* _WORK TO COMPLETE_: From the note below on interrupting query threads, extract word for word the stretch from "ThreadResourceUsageAccountant.isQueryTerminated() is a" through "in panic mode.".

Instead of interrupting the anchor thread, this function can be called from Tracing.ThreadAccountantOps.isInterrupted(). Specifically:

return Tracing.getThreadAccountant.checkMemoryAndInterruptIfExceeded() || Thread.interrupted() || Tracing.getThreadAccountant().isAnchorThreadInterrupted();

A better long term solution is to change ``Tracing.ThreadAccountantOps.isInterrupted()` to

return Thread.interrupted() || Tracing.getThreadAccountant().isQueryTerminated();

ThreadResourceUsageAccountant.isQueryTerminated() is a new function:

return checkMemoryAndInterruptIfExceeded() || isAnchorThreadInterrupted()

The advantage is that new conditions can be added depending on the capability of the accountant such as also interrupting in panic mode.

* _DATA SUPPLIED_:

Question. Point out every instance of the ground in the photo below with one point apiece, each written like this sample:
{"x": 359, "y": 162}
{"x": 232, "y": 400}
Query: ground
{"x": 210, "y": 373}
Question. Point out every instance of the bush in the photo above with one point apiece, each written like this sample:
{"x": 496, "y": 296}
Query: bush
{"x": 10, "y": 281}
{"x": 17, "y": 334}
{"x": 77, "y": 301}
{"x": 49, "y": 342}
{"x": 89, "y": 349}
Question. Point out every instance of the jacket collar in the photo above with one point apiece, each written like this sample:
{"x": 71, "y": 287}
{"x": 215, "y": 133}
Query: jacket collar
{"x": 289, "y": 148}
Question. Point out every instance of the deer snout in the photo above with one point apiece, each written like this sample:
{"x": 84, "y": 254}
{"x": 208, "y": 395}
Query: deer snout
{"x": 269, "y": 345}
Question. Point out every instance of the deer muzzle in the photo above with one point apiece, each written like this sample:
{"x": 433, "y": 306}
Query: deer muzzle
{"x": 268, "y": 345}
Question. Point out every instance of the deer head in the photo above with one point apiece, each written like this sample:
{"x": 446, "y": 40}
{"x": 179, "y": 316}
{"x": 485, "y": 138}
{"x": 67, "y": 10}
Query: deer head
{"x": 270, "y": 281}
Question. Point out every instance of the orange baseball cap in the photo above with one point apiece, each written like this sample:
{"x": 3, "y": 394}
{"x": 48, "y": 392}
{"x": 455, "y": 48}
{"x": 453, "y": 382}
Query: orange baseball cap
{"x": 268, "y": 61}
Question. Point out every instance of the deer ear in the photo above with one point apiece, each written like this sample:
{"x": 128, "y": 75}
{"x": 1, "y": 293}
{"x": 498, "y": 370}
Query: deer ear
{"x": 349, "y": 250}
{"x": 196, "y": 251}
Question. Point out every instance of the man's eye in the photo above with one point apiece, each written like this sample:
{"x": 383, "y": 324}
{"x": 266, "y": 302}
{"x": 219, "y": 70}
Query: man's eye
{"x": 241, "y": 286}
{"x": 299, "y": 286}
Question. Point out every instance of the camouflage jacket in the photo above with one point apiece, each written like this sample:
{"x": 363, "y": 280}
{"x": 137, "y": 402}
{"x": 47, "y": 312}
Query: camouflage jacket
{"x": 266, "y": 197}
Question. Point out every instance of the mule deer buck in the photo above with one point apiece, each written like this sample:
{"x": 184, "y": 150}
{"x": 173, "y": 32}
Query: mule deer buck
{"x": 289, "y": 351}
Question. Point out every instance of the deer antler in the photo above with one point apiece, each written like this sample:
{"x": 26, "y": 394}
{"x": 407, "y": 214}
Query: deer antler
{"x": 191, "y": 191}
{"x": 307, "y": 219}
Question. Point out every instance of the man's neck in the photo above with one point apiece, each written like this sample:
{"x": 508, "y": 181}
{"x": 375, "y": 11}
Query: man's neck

* _RESPONSE TO THIS EXERCISE_:
ThreadResourceUsageAccountant.isQueryTerminated() is a new function:

return checkMemoryAndInterruptIfExceeded() || isAnchorThreadInterrupted()

The advantage is that new conditions can be added depending on the capability of the accountant such as also interrupting in panic mode.